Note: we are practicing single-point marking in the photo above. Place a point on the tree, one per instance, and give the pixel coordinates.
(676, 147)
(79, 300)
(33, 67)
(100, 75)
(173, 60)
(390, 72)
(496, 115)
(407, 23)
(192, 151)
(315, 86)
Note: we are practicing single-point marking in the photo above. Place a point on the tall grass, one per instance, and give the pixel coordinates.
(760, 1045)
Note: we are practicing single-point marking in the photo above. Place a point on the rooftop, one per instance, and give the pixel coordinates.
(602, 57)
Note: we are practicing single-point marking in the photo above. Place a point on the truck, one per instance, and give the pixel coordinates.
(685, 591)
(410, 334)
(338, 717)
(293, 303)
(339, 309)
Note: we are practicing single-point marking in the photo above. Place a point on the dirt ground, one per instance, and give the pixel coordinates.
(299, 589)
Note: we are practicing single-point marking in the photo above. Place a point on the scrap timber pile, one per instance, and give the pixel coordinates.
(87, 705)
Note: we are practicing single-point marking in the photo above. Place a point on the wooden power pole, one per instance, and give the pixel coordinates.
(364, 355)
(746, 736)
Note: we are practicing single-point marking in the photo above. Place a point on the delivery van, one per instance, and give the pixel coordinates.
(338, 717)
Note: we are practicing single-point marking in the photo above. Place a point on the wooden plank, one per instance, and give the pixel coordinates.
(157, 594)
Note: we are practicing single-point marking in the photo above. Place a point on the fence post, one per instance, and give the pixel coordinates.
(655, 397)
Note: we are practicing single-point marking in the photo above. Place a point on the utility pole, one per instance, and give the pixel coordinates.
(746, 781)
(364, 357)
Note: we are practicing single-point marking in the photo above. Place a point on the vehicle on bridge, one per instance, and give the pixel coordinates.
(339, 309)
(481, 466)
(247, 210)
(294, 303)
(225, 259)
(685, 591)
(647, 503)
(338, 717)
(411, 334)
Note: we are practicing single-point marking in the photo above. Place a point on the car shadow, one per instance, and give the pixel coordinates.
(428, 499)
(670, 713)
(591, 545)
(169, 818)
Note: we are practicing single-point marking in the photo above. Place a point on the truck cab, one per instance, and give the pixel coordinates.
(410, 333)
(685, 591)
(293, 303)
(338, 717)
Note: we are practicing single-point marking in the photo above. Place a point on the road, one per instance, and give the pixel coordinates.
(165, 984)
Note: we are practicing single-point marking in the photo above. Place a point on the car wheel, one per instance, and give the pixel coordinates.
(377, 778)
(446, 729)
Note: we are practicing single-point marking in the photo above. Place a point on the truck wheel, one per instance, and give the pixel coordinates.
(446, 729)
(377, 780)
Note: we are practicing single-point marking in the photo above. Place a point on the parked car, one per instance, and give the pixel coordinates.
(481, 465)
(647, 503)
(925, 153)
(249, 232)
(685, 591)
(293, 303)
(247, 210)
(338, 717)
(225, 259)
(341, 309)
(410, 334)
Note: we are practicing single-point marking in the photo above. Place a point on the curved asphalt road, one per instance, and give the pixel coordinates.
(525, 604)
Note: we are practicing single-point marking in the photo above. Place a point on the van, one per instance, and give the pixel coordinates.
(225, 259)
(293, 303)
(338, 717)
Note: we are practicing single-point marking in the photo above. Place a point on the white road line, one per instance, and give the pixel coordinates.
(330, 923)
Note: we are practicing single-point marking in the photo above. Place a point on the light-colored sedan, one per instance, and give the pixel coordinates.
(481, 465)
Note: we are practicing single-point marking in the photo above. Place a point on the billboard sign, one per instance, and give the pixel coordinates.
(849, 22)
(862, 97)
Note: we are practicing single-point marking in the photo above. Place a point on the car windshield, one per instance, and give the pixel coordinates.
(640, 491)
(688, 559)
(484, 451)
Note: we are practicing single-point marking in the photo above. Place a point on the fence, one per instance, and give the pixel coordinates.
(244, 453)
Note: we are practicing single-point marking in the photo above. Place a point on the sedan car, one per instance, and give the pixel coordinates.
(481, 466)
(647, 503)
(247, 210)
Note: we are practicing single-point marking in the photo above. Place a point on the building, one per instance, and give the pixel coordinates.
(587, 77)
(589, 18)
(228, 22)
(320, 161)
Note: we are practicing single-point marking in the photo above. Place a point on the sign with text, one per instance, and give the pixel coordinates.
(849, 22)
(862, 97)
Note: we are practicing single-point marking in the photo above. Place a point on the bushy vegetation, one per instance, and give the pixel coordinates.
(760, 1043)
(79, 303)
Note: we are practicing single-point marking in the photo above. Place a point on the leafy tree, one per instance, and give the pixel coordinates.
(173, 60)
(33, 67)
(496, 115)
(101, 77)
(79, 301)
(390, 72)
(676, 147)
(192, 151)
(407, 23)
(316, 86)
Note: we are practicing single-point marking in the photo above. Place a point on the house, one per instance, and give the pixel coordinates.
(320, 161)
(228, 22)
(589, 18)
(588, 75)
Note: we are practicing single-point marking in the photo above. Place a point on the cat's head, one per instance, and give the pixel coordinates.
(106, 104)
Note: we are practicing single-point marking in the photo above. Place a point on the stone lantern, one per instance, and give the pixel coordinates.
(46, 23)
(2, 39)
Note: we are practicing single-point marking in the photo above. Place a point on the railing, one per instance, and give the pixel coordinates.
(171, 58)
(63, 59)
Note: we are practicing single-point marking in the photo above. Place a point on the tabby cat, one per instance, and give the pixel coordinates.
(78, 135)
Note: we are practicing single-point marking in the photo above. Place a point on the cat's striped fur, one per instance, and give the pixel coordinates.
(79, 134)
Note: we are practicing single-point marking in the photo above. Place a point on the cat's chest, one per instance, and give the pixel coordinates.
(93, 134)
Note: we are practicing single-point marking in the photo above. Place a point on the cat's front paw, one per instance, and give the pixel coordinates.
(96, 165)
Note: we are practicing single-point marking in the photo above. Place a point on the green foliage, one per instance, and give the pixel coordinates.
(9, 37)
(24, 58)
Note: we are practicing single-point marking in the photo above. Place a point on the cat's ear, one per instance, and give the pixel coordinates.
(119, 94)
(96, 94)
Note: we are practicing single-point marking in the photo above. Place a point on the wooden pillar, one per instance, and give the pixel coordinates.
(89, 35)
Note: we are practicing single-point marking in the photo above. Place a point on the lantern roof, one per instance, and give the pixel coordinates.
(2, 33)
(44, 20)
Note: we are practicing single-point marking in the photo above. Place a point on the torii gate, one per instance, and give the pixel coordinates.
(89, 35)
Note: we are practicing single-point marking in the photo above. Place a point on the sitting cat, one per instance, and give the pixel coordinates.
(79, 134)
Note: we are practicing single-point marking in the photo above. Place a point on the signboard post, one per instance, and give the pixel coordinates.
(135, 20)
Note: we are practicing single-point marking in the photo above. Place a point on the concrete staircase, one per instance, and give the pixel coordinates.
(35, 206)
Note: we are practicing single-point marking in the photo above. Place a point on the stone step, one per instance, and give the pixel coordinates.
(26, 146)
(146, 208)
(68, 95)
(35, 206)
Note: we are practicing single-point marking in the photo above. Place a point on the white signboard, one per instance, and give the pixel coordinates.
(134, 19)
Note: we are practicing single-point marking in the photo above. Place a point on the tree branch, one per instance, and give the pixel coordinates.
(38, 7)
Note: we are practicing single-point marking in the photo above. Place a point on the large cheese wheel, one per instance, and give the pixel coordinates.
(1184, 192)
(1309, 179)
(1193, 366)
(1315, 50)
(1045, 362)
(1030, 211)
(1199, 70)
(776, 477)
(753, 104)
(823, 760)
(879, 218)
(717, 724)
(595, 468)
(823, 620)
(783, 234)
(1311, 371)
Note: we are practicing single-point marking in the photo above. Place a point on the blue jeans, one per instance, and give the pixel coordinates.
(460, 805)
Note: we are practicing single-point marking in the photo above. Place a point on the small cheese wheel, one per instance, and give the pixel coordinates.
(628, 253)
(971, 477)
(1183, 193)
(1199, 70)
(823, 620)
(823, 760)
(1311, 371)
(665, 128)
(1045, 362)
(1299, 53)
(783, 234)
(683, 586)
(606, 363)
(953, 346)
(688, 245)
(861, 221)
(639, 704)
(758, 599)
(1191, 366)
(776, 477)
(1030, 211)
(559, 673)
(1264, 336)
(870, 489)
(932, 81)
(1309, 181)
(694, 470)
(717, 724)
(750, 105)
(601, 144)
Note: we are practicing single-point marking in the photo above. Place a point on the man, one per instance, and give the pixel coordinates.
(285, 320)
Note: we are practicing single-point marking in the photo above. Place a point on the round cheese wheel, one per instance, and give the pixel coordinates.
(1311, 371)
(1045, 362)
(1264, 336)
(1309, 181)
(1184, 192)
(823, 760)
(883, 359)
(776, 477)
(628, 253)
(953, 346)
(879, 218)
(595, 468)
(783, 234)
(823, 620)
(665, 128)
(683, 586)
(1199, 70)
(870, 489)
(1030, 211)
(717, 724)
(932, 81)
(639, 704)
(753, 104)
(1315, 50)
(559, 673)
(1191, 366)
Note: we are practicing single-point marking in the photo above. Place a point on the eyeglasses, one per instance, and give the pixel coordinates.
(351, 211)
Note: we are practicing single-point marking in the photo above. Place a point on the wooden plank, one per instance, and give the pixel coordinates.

**GOAL**.
Put everything in the rows above from the line containing "on the tall" down to the line containing "(760, 1045)", both included, into a Markdown table with the columns No. and Text. Number each line, and leave out blank lines.

**RESPONSE**.
| No. | Text |
|---|---|
| 1 | Note: we are practicing single-point marking in the photo above. Place a point on the tall grass, one per instance, and give the pixel coordinates. |
| 2 | (760, 1045) |